# DATA
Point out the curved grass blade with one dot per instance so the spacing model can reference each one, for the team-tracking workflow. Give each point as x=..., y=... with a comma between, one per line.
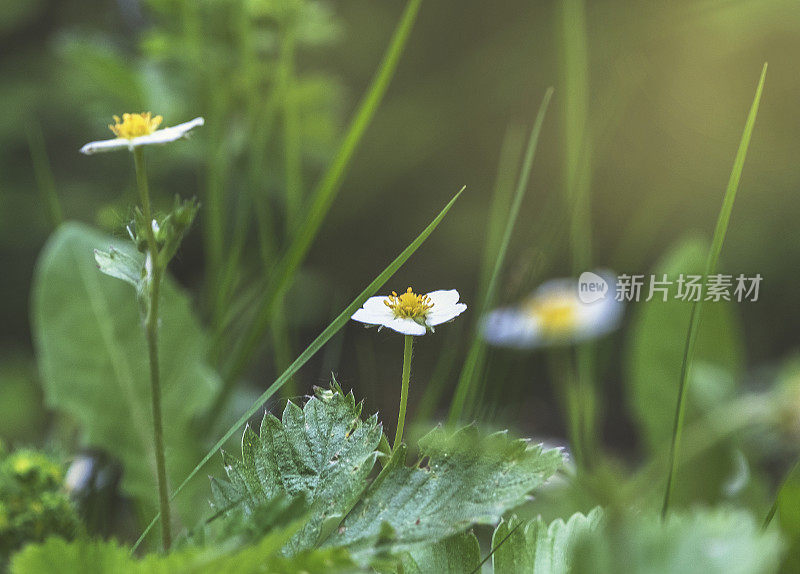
x=711, y=265
x=477, y=350
x=312, y=349
x=321, y=200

# WHAT YOU HAVE TO DO
What is needed is a word-for-word copy of the data above, free of any images.

# SOLUTION FOR THIS PROBLEM
Point out the curved grass blade with one dot per instance so the spacing model can reference each one, for the team-tracking workflow. Give each point as x=..., y=... with a comma between, one per line.
x=711, y=265
x=477, y=350
x=312, y=349
x=321, y=200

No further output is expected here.